Each record must be retyped word for word.

Dataset entries
# # # # # # #

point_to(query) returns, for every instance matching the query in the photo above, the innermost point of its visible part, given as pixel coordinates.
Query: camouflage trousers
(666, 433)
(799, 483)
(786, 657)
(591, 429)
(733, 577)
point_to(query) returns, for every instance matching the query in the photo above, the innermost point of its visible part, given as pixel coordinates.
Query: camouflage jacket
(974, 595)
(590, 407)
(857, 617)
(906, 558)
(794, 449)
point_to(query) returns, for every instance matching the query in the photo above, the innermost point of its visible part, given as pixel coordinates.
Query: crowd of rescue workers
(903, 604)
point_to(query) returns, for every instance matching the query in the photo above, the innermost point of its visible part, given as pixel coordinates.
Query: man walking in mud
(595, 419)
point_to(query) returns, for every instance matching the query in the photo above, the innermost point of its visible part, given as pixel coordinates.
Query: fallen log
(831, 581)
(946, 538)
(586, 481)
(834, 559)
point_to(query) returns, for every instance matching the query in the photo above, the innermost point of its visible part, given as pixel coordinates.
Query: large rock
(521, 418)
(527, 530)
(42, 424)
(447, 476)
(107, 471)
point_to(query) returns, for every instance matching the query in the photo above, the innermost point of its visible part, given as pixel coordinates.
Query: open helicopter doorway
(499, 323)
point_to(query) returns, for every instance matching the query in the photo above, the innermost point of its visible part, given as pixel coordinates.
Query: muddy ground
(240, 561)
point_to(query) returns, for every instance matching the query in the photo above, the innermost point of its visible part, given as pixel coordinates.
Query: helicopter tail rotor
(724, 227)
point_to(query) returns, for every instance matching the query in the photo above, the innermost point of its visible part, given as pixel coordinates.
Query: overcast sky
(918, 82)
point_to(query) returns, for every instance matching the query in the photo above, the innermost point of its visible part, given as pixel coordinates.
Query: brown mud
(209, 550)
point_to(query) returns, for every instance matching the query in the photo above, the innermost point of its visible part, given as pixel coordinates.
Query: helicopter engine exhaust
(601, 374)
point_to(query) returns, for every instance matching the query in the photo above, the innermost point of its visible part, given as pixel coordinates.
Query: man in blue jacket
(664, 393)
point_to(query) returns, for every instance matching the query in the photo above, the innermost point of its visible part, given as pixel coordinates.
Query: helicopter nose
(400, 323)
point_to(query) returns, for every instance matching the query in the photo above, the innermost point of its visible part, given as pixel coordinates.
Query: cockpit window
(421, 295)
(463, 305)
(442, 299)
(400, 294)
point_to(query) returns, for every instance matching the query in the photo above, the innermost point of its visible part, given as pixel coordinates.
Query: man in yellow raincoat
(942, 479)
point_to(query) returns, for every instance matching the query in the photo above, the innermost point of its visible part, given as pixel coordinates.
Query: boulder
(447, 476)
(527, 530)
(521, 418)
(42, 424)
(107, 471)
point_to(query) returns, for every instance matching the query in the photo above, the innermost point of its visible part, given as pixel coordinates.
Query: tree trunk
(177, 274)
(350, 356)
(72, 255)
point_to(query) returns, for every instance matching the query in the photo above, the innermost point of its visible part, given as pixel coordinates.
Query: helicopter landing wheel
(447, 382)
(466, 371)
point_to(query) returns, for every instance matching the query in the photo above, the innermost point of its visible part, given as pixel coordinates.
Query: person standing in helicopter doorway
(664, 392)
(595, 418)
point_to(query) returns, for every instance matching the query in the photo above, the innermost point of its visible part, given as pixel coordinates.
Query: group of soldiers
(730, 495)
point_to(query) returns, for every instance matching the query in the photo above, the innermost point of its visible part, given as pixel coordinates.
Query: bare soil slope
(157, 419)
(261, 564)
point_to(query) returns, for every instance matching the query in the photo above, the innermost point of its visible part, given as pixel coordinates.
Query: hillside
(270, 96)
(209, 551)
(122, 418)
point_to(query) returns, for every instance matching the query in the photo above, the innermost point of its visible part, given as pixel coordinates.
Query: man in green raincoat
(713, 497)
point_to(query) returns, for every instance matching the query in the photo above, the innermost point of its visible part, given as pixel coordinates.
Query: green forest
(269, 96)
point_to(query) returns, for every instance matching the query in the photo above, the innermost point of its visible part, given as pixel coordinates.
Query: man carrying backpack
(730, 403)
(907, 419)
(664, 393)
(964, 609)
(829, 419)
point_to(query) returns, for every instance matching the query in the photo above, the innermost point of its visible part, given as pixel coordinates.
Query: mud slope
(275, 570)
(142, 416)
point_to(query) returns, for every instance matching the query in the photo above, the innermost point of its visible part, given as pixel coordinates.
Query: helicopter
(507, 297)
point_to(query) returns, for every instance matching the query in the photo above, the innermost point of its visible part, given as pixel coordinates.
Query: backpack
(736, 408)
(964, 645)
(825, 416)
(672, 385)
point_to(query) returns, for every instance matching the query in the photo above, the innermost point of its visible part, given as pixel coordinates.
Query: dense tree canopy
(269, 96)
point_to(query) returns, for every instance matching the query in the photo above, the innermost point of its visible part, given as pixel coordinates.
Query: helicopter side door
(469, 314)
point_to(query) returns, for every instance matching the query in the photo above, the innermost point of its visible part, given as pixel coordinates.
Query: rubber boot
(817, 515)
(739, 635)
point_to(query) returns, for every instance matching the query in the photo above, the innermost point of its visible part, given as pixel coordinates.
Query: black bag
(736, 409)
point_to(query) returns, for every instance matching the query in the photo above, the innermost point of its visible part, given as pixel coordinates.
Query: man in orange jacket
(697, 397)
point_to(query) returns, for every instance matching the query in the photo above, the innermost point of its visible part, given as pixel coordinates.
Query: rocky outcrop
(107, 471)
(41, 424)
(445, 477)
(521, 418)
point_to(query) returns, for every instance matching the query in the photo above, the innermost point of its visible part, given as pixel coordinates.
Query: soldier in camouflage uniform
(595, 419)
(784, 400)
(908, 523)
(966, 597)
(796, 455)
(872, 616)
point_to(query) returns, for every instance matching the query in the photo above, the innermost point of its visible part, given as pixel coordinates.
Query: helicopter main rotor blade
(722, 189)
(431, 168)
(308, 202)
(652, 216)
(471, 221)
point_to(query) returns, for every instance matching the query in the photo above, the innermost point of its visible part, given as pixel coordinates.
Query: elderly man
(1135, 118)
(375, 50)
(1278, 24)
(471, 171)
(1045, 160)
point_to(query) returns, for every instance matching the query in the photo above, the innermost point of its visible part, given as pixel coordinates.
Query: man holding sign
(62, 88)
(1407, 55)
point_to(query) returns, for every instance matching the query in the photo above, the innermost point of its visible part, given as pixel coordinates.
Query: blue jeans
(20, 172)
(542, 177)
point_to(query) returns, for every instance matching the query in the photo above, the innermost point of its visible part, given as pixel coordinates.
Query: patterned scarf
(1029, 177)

# # # # # # #

**Reply to the task:**
point_to(query) returns, for every instance matching the query in the photo above, the innermost point of its visible part, given as pixel coordinates.
Query: camouflage trousers
(666, 433)
(799, 483)
(786, 657)
(591, 429)
(733, 577)
point_to(query) returns, for every instance matching the query in the photo above, the innermost point of its visible part, given as pixel coordinates.
Query: camouflage jacket
(974, 595)
(590, 407)
(857, 617)
(906, 558)
(794, 449)
point_to(query) returns, for every instance matching the query in the photo above, the innermost point of its visible part, given as pixel coordinates.
Query: crowd of rescue workers
(903, 604)
point_to(query) returns, for every instance matching the query in the photo above, the innermost point of its visible part, given as pixel coordinates.
Query: man walking in mud
(595, 419)
point_to(query) returns, for every instance matching the query in the photo above, the innermost point of its visible part, given as pixel coordinates.
Query: fallen log
(831, 581)
(946, 538)
(586, 481)
(834, 559)
point_to(query) returns, for every instance matching the query in the photo above, the innermost point of its visible part, given as pixel coordinates.
Query: large rock
(521, 418)
(527, 530)
(42, 424)
(447, 476)
(107, 471)
point_to(query) returns, for every instance matching the query in the photo above, the innermost point of its visible part, given as pixel coordinates.
Query: open helicopter doorway
(499, 323)
point_to(query) returns, for every instance matching the query in the photo above, the innermost point of its visible part, given as pixel coordinates.
Query: muddy ground
(240, 561)
point_to(query) returns, for every instance matching the query in the photo above, the innermost point of its visible part, given as pixel coordinates.
Query: helicopter tail rotor
(724, 227)
point_to(query) returns, for every instance matching the query in the photo above, the innermost point of its visible part, given as pixel coordinates.
Query: overcast sky
(918, 82)
point_to(query) returns, for every instance matching the query in the photo above, the innermost point of its visible part, given as pixel coordinates.
Query: brown mud
(209, 550)
point_to(query) returns, for every instance matching the query in the photo above, the innermost point of its visible part, given as pixel coordinates.
Query: helicopter engine exhaust
(601, 374)
point_to(query) returns, for every instance matching the query in the photo above, the innermost point of its visible part, given as pixel coordinates.
Query: man in blue jacket
(664, 393)
point_to(query) returns, for every instance matching the query in the photo above, the innermost point of its visible part, given as pixel coordinates.
Query: helicopter nose
(400, 323)
point_to(query) returns, for every instance matching the query in the photo above, the innermost point of its visible part, given as pixel coordinates.
Query: cockpit window
(421, 295)
(463, 305)
(442, 299)
(400, 294)
point_to(query) returns, for every instance matching the query in the photo above, the innermost point of its visible part, given as pixel coordinates.
Query: man in yellow raincoat
(942, 479)
point_to(query) returns, for every instance matching the query in the photo above, the innermost point of its visible part, given as pixel coordinates.
Query: boulder
(447, 476)
(527, 530)
(521, 418)
(42, 424)
(107, 471)
point_to(query) returns, for every instance matching the query in the photo above, the innermost point of its visible part, given as pixel coordinates.
Query: tree trunk
(177, 274)
(350, 356)
(72, 255)
point_to(query) returns, for every instance matching the query in the photo above, the innermost point of its visible part, given as pixel coordinates.
Query: helicopter landing wheel
(447, 382)
(466, 371)
point_to(query) returns, for every instance matching the query in the photo above, the innermost point of its visible part, given as pixel coordinates.
Query: person standing in helicopter doorway
(664, 392)
(595, 418)
point_to(query) returns, for every instance matching the query in the photo above, the innermost point of its visible part, given as pixel coordinates.
Query: group of soldiers
(730, 495)
point_to(query) returns, for every instance matching the query in the photo above, the innermost point of its visible part, given as pixel coordinates.
Query: bare soil slope
(157, 419)
(261, 564)
point_to(query) returns, for every instance matching the query in the photo above, the innermost point of its visible part, given as pixel coordinates.
Query: hillside
(270, 96)
(209, 551)
(122, 418)
point_to(query) returns, for every instance matching the query in the photo above, the innermost point of its visible part, given as pixel coordinates.
Query: man in green raincoat
(713, 497)
point_to(query) returns, for every instance matching the query in the photo above, the innermost point of its visible part, given as pixel coordinates.
Query: green forest
(269, 96)
point_to(query) returns, for every instance matching the query in the photo above, the innermost point of its visible part, given as pixel coordinates.
Query: man carrying backpack
(730, 403)
(907, 419)
(664, 393)
(964, 609)
(829, 419)
point_to(query) returns, for every instance matching the query in the photo above, the innermost point of its visible part, given as pixel coordinates.
Query: mud slope
(275, 570)
(142, 416)
point_to(query) returns, for every instance matching the query in the photo above, the innermost point of its visible part, given as pixel coordinates.
Query: helicopter
(507, 297)
point_to(query) returns, for every instance matching the query in the photo above, the innermost point of its visible part, given as pixel coordinates.
Query: backpack
(736, 408)
(964, 645)
(825, 416)
(672, 385)
point_to(query) returns, for every instance matching the query in the photo above, the innermost point of its visible part, given as pixel coordinates.
Query: dense tree canopy
(269, 96)
point_to(query) returns, for every instance matching the query in the photo above, the innermost point of its visible part, given as pixel coordinates.
Query: helicopter side door
(469, 314)
point_to(query) returns, for every instance matching the query in the photo above, the innermost point of its visible part, given as pixel coordinates.
Query: rubber boot
(817, 515)
(739, 635)
point_to(query) returns, for every instance matching the query in the photo above, the innermost point of its visible part, given as pixel coordinates.
Query: black bag
(736, 409)
point_to(query) returns, for every instance matching the query in the photo above, the innermost point of its visible part, given as pixel coordinates.
Query: man in orange jacket
(697, 397)
point_to(query) returns, for every instance matching the query in the photo above, the innermost point of its visible part, given as pixel coordinates.
Query: rocky outcrop
(107, 471)
(41, 424)
(445, 477)
(521, 418)
point_to(query) returns, for every instance matching the query in the photo above, the innermost point of its visible part, given as pixel coordinates.
Query: soldier in camouflage uniform
(595, 419)
(784, 400)
(908, 523)
(966, 597)
(796, 455)
(872, 616)
point_to(query) returns, for every instance matching the query in the photo above, the innermost point of its visible part, given as pixel coordinates.
Query: helicopter main rotor blade
(722, 189)
(431, 168)
(308, 202)
(652, 216)
(471, 221)
point_to(query) returns, for every instance matching the query in the photo above, the innermost point of its visible part, given as pixel coordinates.
Query: elderly man
(1135, 118)
(375, 50)
(1278, 24)
(471, 171)
(1045, 160)
point_to(query) returns, for every instance matching the query in the photo above, the innermost point of its visible part, given as pixel coordinates.
Query: man holding sign
(62, 88)
(1407, 55)
point_to(query) returns, for every instance matching the query in the photo above, the innermost point of its visible part, given as pixel coordinates.
Query: blue jeans
(20, 172)
(542, 177)
point_to(query) returns, for every instance matching the query in the photo above, the innermost point of its visible part, given as pixel coordinates.
Query: patterned scarf
(1029, 177)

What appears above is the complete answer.